SHORT TASK |
From the start of the material through the line that contains "Detect the wooden plank in this image.", write those lines out again, swapping "wooden plank" for "metal beam" and leaving everything else unchanged.

DATA FOR PROCESSING |
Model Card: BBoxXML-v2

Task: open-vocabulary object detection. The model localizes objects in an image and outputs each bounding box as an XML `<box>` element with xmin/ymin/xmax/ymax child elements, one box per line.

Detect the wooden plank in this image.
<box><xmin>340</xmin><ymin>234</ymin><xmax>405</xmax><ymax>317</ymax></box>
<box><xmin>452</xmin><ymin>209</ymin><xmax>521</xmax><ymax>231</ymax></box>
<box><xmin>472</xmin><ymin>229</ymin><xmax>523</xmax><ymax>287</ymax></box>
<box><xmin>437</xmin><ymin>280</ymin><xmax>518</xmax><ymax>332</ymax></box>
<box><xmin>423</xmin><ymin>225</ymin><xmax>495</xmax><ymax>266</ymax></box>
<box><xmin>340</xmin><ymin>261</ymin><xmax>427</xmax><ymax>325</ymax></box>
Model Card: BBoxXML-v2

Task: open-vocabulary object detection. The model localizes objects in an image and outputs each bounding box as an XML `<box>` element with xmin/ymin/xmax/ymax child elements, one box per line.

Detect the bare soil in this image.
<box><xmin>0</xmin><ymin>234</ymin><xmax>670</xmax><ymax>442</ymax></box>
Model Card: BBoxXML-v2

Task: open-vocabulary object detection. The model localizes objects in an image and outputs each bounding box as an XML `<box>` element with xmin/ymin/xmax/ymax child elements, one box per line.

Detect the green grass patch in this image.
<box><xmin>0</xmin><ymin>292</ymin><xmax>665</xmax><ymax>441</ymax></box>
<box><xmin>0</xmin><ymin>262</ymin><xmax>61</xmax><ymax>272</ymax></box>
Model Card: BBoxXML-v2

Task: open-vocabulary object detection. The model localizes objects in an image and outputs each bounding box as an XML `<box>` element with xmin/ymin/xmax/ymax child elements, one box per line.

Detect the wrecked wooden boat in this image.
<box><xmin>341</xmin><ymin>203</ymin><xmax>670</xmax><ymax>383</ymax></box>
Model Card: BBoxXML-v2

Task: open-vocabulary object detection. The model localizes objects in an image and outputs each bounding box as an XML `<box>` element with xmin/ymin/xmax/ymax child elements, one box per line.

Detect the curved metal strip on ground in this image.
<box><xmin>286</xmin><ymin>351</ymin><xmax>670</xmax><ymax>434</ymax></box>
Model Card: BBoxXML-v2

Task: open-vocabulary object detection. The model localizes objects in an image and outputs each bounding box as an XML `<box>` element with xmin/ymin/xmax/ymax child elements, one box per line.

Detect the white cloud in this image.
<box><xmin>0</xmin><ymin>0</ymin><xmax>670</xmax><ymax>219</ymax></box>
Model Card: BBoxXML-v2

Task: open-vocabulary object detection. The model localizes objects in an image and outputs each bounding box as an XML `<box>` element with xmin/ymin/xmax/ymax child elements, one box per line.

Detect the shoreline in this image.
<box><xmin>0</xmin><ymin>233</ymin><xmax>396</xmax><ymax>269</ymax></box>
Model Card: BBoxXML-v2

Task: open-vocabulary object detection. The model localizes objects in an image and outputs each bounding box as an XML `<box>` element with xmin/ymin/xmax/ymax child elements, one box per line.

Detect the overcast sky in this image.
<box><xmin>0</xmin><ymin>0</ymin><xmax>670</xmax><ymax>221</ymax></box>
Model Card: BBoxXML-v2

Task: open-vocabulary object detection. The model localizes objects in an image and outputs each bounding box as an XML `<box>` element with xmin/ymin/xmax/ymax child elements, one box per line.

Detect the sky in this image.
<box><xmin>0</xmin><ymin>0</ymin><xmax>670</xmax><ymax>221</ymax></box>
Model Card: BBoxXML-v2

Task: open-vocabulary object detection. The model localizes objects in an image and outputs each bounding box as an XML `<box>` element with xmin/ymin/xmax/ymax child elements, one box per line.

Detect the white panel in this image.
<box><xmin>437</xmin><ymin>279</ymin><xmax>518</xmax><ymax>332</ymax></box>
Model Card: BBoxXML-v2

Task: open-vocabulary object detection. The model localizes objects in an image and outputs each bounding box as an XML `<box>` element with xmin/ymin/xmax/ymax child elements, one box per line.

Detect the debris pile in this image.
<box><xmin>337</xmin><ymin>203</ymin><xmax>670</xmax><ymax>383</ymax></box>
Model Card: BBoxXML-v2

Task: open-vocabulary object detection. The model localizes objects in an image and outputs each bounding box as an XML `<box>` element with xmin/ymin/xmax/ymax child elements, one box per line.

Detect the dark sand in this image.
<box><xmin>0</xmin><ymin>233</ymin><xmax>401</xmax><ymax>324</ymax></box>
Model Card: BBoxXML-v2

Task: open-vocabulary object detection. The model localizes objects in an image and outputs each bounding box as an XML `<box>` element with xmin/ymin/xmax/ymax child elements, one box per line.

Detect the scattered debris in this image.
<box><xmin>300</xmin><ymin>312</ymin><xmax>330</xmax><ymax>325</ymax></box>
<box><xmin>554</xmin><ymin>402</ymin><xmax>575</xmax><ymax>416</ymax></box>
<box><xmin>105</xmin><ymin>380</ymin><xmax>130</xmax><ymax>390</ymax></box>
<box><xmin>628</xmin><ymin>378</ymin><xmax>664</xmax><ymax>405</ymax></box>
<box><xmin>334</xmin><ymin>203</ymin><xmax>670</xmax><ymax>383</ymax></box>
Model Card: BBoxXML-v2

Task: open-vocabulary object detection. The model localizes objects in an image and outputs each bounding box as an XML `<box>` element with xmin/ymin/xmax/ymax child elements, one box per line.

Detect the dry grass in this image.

CORRECT ANSWER |
Model Card: BBoxXML-v2

Task: open-vocabulary object detection. The model localizes objects in an image and outputs each bounding box as an XML `<box>` element with xmin/ymin/xmax/ymax child elements, one box per line.

Detect the metal beam in this image.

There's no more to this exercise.